*Excerpted passage*:

....

I was doing research on building toolchains for cross compilation and stumbled upon what in my newbie eyes seems to be a circular dependency in the PKGBUILD files for arm-none-eabi-gcc and arm-none-eabi-newlib (It isn't a problem because the packages build just fine, I just don't understand how).

The PKGBUILD file for arm-none-eabi-gcc specifies arm-none-eabi-newlib as a make-dependency on line 15:
makedepends=(gmp mpfr $_target-newlib)
And it is also marked as an optional dependency on line 16.

So in my understanding pacman will now build newlib before it builds gcc (which already doesn't make sense to me because newlib needs to be compiled by a cross compiler that doesn't exist yet. But that's besides the point).

Now, the PKGBUILD file for arm-none-eabi-newlib specifies arm-none-eabi-gcc as a make-dependency on line 12:
makedepends=($_target-gcc),
which make sense, but also confuses me because arm-none-eabi-gcc's build depends on newlib according to it's PKGBUILD (As stated above).

....

*Supplied entries*:
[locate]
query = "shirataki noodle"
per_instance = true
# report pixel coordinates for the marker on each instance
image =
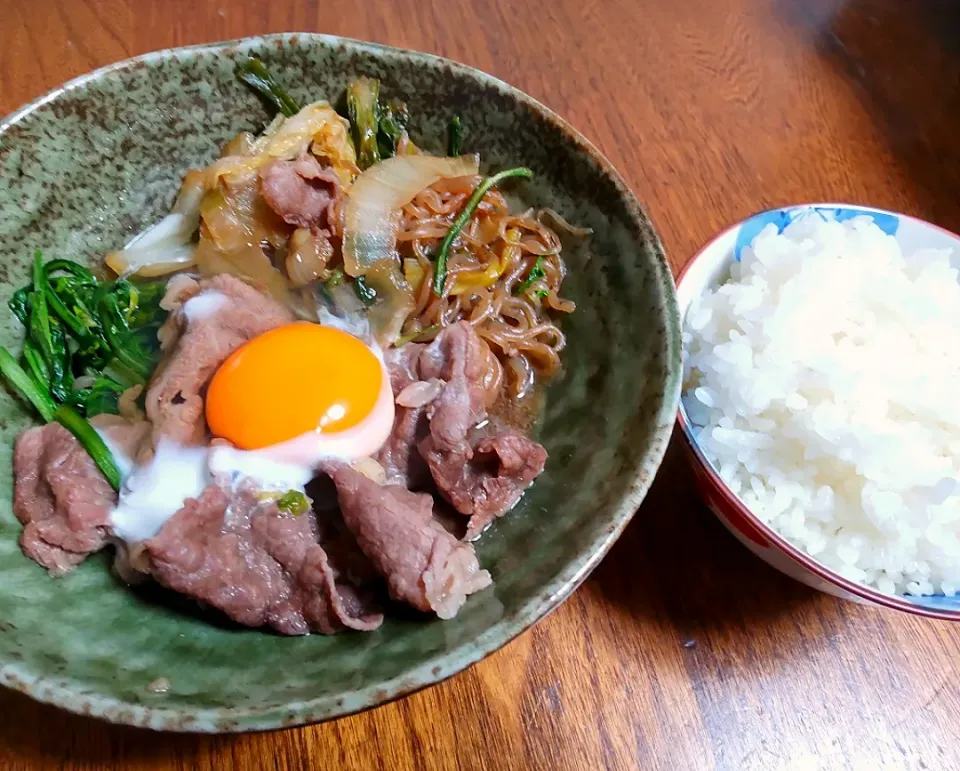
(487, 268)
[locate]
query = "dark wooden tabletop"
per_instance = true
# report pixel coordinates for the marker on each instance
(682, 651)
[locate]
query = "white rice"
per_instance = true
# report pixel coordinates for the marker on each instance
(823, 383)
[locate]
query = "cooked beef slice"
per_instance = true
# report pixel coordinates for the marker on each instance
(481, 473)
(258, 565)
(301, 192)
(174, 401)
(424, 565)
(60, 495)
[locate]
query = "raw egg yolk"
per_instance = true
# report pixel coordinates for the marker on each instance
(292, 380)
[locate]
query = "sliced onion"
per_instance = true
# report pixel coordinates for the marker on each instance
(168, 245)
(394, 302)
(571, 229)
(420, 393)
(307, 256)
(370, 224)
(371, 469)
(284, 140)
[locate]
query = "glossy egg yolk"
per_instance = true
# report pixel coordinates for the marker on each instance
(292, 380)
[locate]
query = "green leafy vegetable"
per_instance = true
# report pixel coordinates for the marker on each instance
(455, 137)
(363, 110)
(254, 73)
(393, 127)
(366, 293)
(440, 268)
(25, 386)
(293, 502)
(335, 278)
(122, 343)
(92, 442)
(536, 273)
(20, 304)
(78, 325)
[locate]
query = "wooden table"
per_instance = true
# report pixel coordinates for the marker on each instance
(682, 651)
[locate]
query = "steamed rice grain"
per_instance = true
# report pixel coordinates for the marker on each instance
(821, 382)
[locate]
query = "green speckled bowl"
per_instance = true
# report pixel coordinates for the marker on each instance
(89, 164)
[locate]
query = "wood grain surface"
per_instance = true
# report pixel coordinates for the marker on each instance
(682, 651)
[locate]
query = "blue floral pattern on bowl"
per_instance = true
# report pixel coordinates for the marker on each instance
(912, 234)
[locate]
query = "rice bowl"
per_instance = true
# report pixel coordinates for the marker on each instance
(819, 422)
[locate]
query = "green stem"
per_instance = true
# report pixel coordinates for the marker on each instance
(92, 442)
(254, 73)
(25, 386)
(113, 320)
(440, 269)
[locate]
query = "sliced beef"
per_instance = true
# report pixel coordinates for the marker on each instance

....

*Instruction*: Copy everything from "So in my understanding" down to "besides the point)." in the post about the PKGBUILD dependency loop, word for word.

*Correct response*:
So in my understanding pacman will now build newlib before it builds gcc (which already doesn't make sense to me because newlib needs to be compiled by a cross compiler that doesn't exist yet. But that's besides the point).